**Aufgabenliste**
A. Nenne alle Formate, die im Text über AVI und Videoformate in dem Satz aufgezählt werden, der mit „Das können Microsoft-Formate“ beginnt.
B. Führe den Text über AVI und Videoformate im Anschluss an seinen letzten Satz weiter.

**Vorliegender Text**
● ● ● ●

Über spezielle Vor- und Nachteile kannst Du Dich bei Wikipedia informieren!

Ich würde möglichst immer mit AVI arbeiten, um die Informationsverluste zu vermeiden!!

Da ich das erwähnte Programm "_Cyberlink DVD Creator_" nicht kenne, kann ich nichts dazu sagen, wie Du dort die Takes bearbeiten und anschließend brennen kannst. 
Ich selbst verwende Magix Video Deluxe für alle Arbeitsschritte: Aufnehmen von der Kamera, Schneiden und dann fertige DVD erzeugen !! ;-)

Hoffe, ich konnte ein wenig helfen!
Gruß
Klaus


----------



## darkframe (12. September 2008)

Hi,

vfl_freak hat ja schon einiges gesagt.

Eine kleine Anmerkung sei jedoch erlaubt. Da AVI ein Containerformat ist, können in einer AVI-Datei Video/Audio in verschiedenen Formaten enthalten sein. Das können Microsoft-Formate wie Video for Windows sein, aber auch Indeo, XVid, DIVX und andere. Das Format, in dem die Kamera aufzeichnet, nennt sich DV AVI, also Digital Video in einem AVI-Container (kleine m.E. notwendige Spitzfindigkeit  ).

Das Programm, das Du verwendest, nutze ich zwar ebenfalls nicht, aber auch ich würde grundsätzlich die Übertragung in AVI vornehmen. Dabei stellt sich mir die Frage, ob das Cyberlink-Programm überhaupt DV AVI beherrscht oder eine Umwandlung in einen anderen Codec, wie z.B. Video for Windows, vornimmt (daher die oben erwähnte Spitzfindigkeit). Falls es DV AVI nicht beherrscht, wäre es fast egal, was Du nimmst, Hauptsache der Rechner ist schnell genug.

● ● ● ●

[Daten zur Beschriftung von Begrenzungen]
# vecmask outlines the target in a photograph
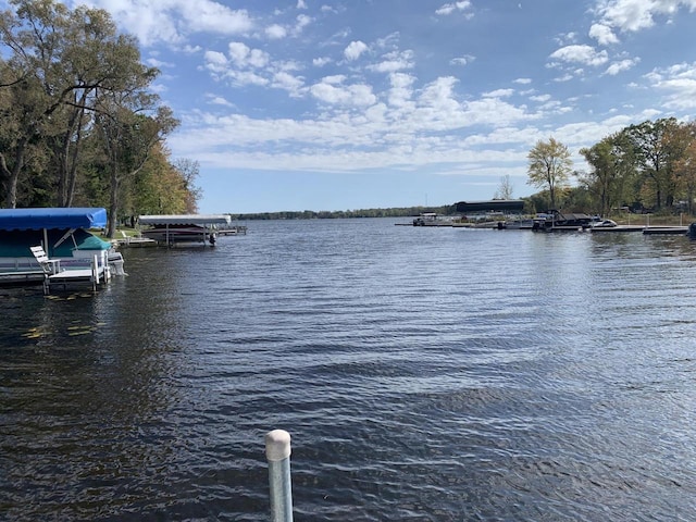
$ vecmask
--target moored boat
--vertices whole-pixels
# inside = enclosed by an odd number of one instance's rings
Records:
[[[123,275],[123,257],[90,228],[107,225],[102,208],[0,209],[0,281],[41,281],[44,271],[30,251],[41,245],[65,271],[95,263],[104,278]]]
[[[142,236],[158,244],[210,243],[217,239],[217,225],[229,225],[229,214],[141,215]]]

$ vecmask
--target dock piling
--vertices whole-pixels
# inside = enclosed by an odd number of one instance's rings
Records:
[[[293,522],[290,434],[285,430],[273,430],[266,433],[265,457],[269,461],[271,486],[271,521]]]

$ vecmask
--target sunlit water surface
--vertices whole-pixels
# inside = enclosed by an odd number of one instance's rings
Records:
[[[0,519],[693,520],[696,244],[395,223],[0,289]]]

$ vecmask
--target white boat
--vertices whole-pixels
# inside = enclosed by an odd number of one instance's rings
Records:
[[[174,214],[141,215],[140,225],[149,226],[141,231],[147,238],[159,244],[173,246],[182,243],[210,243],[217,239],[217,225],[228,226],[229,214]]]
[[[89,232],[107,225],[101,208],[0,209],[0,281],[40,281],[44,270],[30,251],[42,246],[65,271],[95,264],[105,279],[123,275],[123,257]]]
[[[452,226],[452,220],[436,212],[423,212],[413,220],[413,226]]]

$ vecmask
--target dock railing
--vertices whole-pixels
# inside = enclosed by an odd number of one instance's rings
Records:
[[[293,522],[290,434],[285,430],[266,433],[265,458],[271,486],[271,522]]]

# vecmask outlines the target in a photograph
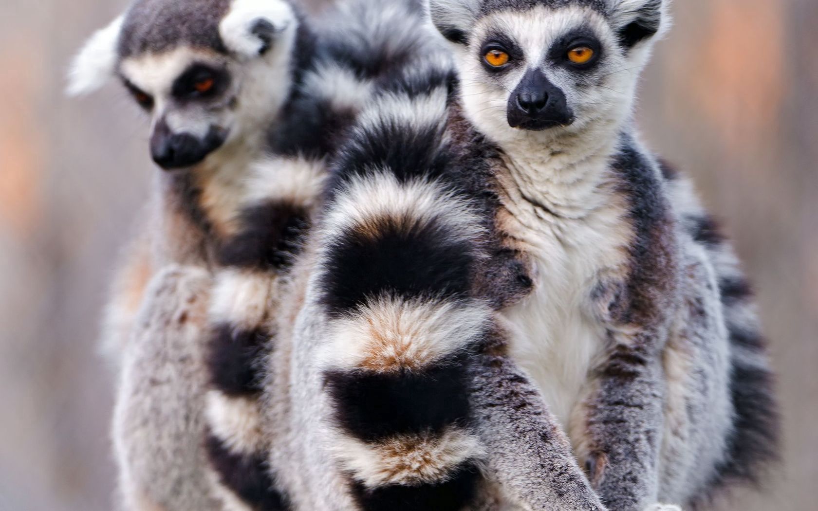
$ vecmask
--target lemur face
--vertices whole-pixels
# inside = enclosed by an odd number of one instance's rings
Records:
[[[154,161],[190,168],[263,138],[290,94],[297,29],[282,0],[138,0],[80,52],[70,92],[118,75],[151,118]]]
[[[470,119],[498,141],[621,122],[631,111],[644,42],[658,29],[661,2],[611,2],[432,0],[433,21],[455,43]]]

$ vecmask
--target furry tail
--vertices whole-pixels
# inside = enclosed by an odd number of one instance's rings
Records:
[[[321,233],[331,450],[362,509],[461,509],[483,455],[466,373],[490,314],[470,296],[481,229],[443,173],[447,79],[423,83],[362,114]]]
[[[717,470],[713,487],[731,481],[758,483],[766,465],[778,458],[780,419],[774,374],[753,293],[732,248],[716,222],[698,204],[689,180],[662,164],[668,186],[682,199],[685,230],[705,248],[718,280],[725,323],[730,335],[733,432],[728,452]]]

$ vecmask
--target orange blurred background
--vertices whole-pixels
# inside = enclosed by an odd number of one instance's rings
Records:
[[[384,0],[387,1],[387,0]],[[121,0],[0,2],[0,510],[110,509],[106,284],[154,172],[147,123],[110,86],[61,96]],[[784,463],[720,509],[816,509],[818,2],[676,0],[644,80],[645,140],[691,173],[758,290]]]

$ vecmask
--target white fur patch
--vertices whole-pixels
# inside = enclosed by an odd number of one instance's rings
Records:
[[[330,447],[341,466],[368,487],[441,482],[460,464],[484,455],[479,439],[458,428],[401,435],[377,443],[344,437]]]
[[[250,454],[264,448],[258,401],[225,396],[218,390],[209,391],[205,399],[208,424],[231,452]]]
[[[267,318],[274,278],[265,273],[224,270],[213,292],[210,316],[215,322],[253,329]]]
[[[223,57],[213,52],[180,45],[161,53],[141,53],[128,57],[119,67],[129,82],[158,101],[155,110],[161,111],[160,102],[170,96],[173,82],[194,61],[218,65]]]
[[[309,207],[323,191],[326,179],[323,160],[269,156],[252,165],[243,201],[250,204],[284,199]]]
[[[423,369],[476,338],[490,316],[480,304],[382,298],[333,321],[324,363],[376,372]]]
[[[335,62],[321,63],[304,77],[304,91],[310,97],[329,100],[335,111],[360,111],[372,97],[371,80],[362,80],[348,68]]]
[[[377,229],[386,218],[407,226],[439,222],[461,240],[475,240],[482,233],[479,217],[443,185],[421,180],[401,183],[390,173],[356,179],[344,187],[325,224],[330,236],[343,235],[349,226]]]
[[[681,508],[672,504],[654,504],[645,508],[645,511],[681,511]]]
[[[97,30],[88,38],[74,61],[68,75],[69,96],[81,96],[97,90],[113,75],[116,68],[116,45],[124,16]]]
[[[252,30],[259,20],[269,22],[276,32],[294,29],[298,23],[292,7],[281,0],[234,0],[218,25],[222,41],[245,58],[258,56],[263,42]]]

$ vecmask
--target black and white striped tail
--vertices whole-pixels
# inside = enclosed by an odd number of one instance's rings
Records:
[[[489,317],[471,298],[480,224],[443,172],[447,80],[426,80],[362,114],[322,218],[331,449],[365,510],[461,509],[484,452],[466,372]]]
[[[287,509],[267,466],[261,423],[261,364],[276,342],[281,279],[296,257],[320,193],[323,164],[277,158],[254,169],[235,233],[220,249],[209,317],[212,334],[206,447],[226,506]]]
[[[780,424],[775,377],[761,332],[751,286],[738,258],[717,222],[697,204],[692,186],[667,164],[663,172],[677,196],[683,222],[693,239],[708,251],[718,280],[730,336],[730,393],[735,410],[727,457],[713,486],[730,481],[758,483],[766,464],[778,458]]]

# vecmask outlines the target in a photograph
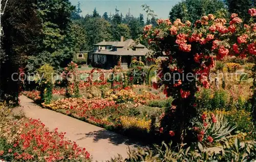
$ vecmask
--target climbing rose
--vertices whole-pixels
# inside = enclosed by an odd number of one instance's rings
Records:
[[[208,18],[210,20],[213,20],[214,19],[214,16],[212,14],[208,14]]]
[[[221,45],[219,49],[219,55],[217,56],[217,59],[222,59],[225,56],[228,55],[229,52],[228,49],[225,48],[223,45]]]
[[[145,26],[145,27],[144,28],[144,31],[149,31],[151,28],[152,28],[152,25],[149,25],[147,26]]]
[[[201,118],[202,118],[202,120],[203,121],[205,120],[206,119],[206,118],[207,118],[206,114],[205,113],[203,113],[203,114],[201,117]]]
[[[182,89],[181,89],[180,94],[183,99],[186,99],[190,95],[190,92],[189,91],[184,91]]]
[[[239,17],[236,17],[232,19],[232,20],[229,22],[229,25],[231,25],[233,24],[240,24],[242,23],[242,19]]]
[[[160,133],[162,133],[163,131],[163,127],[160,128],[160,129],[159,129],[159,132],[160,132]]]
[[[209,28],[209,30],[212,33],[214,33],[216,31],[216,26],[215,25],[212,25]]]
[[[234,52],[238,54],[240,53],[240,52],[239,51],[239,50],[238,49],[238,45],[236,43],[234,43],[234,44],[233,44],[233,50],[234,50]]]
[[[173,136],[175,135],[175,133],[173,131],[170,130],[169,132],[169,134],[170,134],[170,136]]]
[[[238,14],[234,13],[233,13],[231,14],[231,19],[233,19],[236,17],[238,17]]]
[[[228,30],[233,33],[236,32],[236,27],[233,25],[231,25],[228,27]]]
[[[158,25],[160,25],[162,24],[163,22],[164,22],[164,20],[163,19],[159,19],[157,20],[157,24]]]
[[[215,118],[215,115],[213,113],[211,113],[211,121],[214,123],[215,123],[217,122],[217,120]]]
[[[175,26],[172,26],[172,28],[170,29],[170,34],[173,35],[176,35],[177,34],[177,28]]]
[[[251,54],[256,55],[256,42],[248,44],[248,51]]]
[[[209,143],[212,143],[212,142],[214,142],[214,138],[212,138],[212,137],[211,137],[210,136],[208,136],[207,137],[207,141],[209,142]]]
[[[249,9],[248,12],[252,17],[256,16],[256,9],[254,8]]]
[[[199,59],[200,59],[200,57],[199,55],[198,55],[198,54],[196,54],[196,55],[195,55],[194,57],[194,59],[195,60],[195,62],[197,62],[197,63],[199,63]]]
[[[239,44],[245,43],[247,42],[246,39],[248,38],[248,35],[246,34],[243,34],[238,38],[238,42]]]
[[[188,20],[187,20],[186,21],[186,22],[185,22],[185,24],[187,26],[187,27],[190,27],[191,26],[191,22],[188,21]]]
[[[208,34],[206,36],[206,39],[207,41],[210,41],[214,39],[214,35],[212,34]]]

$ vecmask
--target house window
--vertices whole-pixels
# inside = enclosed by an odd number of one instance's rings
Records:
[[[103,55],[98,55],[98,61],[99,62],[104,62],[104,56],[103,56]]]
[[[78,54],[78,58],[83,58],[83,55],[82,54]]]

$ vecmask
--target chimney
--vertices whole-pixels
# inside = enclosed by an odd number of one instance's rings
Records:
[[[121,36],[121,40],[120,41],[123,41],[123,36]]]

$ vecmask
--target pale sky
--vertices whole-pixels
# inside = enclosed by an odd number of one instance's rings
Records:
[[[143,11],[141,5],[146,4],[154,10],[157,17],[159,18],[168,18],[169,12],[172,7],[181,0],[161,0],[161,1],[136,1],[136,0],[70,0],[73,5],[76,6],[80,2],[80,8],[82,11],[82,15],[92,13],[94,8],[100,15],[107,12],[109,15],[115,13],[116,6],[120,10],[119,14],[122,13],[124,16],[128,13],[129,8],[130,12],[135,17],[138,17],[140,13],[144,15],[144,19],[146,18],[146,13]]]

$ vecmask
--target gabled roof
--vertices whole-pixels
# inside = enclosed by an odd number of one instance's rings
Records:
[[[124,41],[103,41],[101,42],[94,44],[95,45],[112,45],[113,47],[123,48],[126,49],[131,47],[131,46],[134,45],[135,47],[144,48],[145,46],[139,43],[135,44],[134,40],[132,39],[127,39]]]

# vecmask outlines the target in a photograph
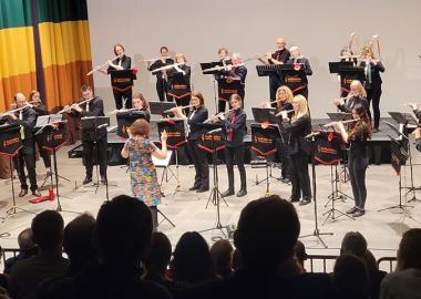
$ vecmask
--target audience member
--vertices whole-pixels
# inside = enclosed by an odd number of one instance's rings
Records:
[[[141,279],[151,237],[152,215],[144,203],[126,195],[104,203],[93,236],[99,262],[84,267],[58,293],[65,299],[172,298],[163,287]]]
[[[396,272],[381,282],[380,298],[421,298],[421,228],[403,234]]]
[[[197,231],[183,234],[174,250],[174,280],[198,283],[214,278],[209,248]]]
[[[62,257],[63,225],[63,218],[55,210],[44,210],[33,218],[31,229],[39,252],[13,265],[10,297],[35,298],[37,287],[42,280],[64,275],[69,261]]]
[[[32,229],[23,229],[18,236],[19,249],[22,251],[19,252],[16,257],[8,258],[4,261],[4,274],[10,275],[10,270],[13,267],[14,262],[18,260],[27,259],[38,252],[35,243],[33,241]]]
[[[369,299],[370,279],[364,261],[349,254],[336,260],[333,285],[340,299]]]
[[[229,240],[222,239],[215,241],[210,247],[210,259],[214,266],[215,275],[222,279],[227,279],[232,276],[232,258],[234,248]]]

● ● ● ●

**Antworten**
A. Video for Windows, Indeo, XVid, DIVX

B.
Die direkte Umwandlung bei der Übertragung hat nämlich grundsätzlich den Nachteil, dass dabei die Rechneranforderungen ziemlich hoch liegen, wenn die Umwandlung im Rechner und nicht extern mit Hilfe z.B. einer entsprechenden Encoderkarte erfolgt. Ist der Rechner nicht schnell genug, werden bei der Umwandlung/Übertragung mehr oder weniger Einzelbilder verloren gehen.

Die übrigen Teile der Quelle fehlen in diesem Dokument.